[Excerpts from point annotation data]
◆ ◆ ◆

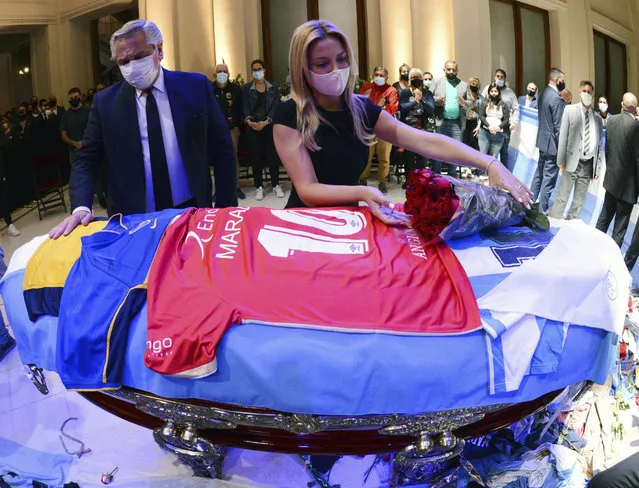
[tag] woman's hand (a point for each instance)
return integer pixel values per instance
(499, 176)
(382, 208)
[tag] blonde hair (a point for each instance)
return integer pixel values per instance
(308, 116)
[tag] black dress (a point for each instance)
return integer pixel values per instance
(342, 156)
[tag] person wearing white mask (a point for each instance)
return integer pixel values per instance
(430, 123)
(157, 131)
(323, 133)
(579, 152)
(261, 98)
(379, 92)
(602, 106)
(229, 98)
(509, 97)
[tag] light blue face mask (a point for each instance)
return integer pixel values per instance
(379, 80)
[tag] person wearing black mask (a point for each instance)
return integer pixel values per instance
(551, 110)
(450, 101)
(403, 83)
(530, 98)
(415, 105)
(473, 99)
(73, 123)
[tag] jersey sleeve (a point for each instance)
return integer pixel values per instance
(178, 294)
(286, 114)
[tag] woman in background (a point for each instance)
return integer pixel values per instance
(261, 99)
(494, 117)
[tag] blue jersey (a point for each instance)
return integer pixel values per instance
(104, 290)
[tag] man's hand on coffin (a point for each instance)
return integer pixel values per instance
(67, 225)
(383, 208)
(499, 176)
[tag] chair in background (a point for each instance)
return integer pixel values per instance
(47, 183)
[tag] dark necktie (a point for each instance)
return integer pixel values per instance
(587, 134)
(159, 166)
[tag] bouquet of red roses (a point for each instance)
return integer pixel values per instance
(451, 208)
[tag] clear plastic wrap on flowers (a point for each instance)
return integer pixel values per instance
(451, 208)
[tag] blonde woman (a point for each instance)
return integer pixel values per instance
(323, 133)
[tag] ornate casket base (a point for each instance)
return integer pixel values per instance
(429, 446)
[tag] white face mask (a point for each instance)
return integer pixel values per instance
(141, 73)
(331, 84)
(586, 98)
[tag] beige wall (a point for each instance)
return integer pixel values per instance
(5, 82)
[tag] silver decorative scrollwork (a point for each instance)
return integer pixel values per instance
(205, 458)
(218, 418)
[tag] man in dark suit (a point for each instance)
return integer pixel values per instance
(551, 109)
(622, 174)
(159, 132)
(529, 100)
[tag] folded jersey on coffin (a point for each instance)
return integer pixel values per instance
(104, 291)
(48, 269)
(307, 268)
(218, 267)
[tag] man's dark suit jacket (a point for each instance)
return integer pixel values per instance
(550, 108)
(522, 101)
(113, 135)
(622, 158)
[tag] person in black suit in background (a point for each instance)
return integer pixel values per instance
(551, 110)
(229, 98)
(529, 100)
(622, 175)
(159, 132)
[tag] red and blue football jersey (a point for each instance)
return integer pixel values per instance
(339, 269)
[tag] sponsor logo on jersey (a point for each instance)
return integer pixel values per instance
(160, 347)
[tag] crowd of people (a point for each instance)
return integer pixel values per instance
(35, 129)
(481, 117)
(324, 135)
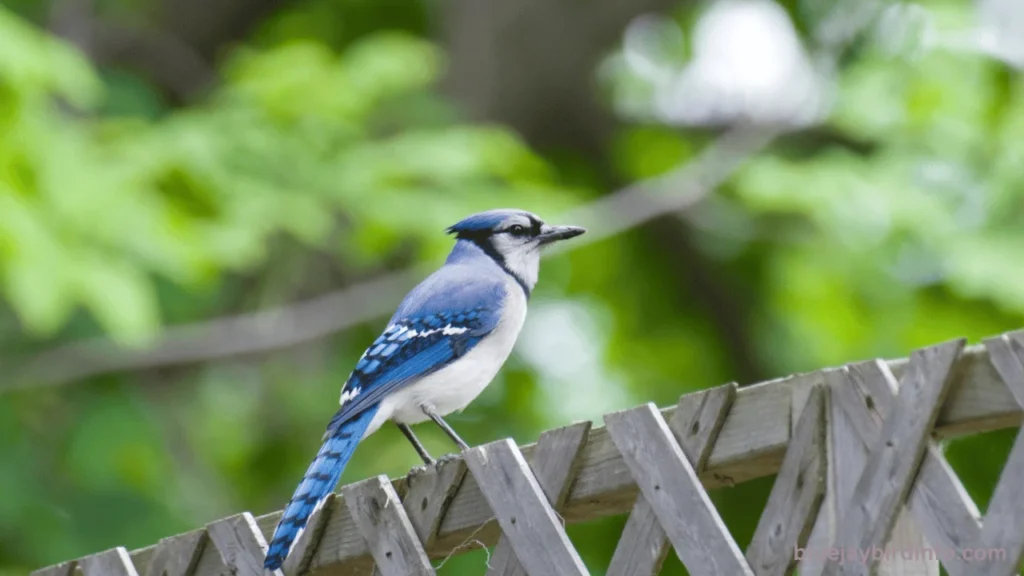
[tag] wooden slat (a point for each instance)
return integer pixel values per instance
(428, 494)
(62, 569)
(534, 530)
(894, 460)
(823, 530)
(378, 512)
(696, 422)
(1003, 533)
(751, 445)
(943, 510)
(796, 496)
(554, 462)
(667, 480)
(240, 544)
(859, 418)
(177, 556)
(115, 562)
(297, 561)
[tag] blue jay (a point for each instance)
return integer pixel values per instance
(442, 346)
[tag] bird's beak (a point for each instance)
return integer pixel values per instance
(554, 234)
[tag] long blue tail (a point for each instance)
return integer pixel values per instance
(321, 479)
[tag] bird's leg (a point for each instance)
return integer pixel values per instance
(429, 411)
(416, 444)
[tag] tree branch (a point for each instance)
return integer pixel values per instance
(301, 322)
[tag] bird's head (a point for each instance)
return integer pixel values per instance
(513, 239)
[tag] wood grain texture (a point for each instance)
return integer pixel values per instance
(377, 510)
(668, 481)
(240, 544)
(751, 445)
(115, 562)
(1003, 533)
(534, 529)
(939, 504)
(796, 496)
(554, 462)
(894, 459)
(858, 392)
(695, 423)
(302, 550)
(428, 494)
(177, 556)
(62, 569)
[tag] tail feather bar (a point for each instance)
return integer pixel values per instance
(320, 480)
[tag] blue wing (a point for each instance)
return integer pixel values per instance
(438, 322)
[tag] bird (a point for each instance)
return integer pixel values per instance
(444, 343)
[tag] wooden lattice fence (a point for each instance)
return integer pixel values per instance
(854, 449)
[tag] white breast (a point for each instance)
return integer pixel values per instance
(454, 386)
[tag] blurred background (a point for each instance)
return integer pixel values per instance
(208, 208)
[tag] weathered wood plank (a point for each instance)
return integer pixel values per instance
(796, 496)
(894, 459)
(428, 494)
(940, 505)
(62, 569)
(667, 480)
(177, 556)
(377, 510)
(696, 423)
(863, 395)
(115, 562)
(534, 530)
(555, 462)
(751, 445)
(1003, 532)
(308, 538)
(240, 543)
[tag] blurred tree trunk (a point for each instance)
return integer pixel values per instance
(531, 65)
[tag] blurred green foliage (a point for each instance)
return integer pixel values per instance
(323, 158)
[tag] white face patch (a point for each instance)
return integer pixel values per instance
(521, 253)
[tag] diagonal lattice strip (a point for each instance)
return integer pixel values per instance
(241, 544)
(555, 461)
(697, 420)
(115, 562)
(667, 481)
(534, 530)
(894, 458)
(796, 496)
(378, 512)
(1001, 538)
(177, 556)
(939, 503)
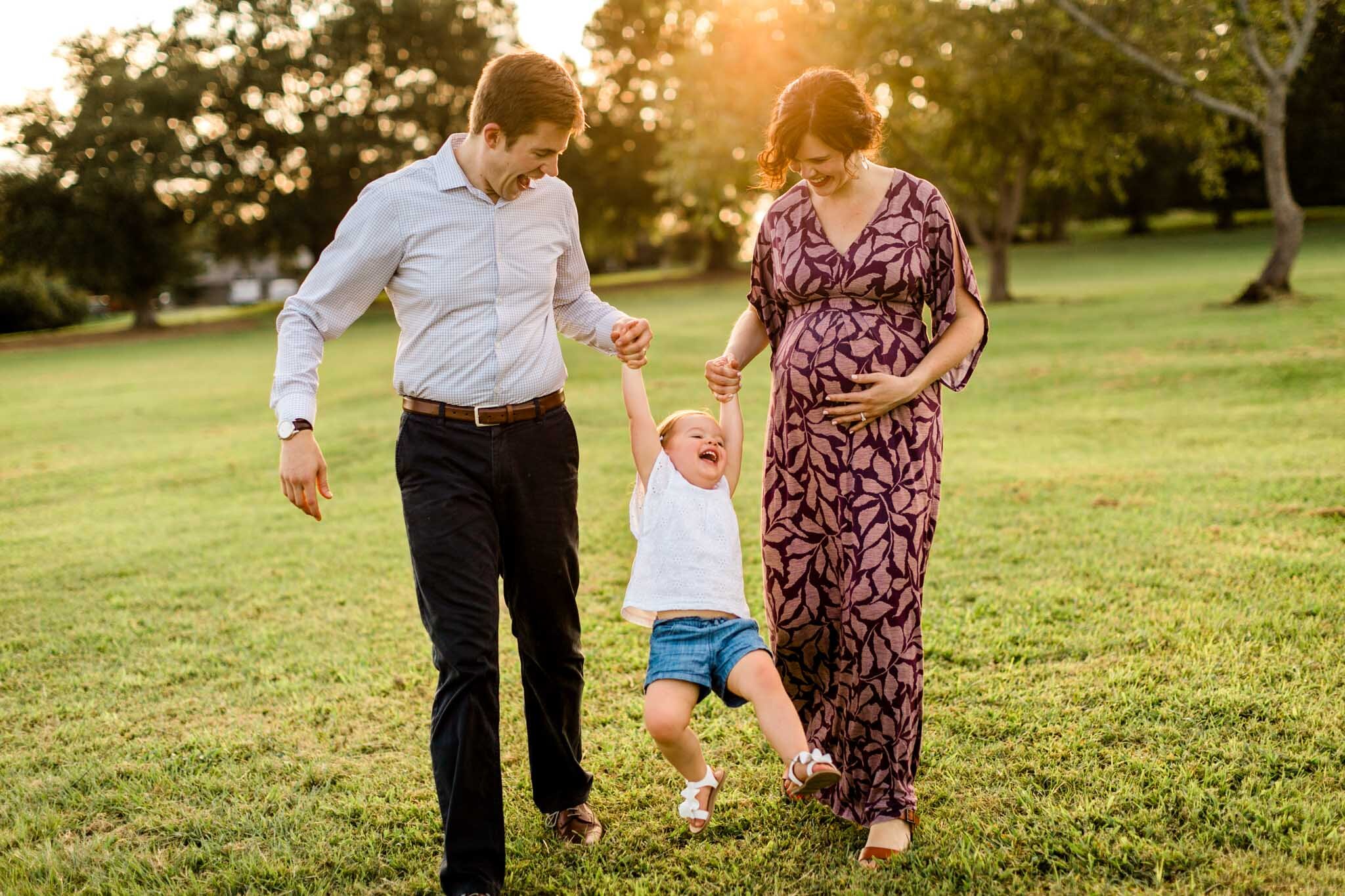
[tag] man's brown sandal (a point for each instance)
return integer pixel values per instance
(577, 825)
(820, 773)
(871, 856)
(690, 806)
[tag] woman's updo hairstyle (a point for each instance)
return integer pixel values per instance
(826, 102)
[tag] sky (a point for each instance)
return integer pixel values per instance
(34, 30)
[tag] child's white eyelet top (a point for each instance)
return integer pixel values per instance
(689, 555)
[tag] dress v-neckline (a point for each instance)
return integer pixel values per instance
(822, 230)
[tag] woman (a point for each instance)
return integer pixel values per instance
(844, 264)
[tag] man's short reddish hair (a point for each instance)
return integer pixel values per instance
(521, 89)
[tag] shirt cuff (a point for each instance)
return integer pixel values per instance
(604, 332)
(296, 408)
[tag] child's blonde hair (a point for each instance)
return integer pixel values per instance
(670, 421)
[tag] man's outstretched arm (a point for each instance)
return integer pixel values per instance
(585, 317)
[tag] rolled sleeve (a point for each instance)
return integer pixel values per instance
(579, 312)
(349, 276)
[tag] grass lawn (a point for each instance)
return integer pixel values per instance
(1134, 612)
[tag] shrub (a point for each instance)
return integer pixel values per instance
(30, 301)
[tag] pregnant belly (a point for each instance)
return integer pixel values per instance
(827, 341)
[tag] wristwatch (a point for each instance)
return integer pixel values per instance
(287, 429)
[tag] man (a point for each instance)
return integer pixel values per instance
(479, 251)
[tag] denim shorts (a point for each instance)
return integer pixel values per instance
(703, 652)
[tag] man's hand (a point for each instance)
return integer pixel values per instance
(303, 473)
(724, 377)
(632, 337)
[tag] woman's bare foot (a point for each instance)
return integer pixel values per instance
(887, 839)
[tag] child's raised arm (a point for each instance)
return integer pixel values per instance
(731, 423)
(645, 433)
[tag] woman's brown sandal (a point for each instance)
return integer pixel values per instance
(872, 856)
(690, 806)
(820, 773)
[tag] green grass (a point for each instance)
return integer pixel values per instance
(1133, 617)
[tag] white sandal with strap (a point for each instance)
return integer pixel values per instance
(814, 778)
(690, 806)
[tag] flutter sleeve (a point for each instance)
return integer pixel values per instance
(940, 237)
(762, 295)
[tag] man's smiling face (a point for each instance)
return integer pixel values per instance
(512, 165)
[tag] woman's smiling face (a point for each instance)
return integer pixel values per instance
(695, 448)
(820, 164)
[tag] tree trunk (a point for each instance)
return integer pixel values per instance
(146, 316)
(998, 253)
(1287, 215)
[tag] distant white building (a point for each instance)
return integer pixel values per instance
(232, 281)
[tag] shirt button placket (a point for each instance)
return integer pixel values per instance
(499, 291)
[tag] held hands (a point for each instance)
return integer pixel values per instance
(303, 473)
(632, 337)
(857, 410)
(724, 377)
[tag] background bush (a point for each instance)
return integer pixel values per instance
(30, 300)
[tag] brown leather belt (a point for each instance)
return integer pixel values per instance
(487, 416)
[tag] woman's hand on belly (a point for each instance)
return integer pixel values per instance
(884, 393)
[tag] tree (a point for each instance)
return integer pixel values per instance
(701, 77)
(994, 105)
(294, 108)
(1247, 79)
(88, 200)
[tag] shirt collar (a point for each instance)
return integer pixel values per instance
(447, 171)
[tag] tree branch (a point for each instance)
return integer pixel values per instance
(1290, 22)
(1305, 37)
(1128, 49)
(1251, 43)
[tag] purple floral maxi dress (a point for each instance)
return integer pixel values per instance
(848, 519)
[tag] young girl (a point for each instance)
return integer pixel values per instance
(688, 585)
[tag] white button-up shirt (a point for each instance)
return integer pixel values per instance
(479, 289)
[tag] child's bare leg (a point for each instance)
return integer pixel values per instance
(667, 712)
(667, 715)
(755, 680)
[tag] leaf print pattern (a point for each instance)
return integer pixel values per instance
(848, 519)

◆ ◆ ◆

> THE TASK:
Write out the listing's lines from the line with "[tag] woman's brown" to the line with "(1133, 617)", swapping "sandal" for "shoe" and changing nothing else. Give only those lines.

> TASK SOLUTION:
[tag] woman's brown shoe (a point for each instance)
return integer pixel values per instance
(872, 856)
(690, 806)
(820, 773)
[tag] green grass (a point for each instance)
return integer pixel values per instance
(1133, 617)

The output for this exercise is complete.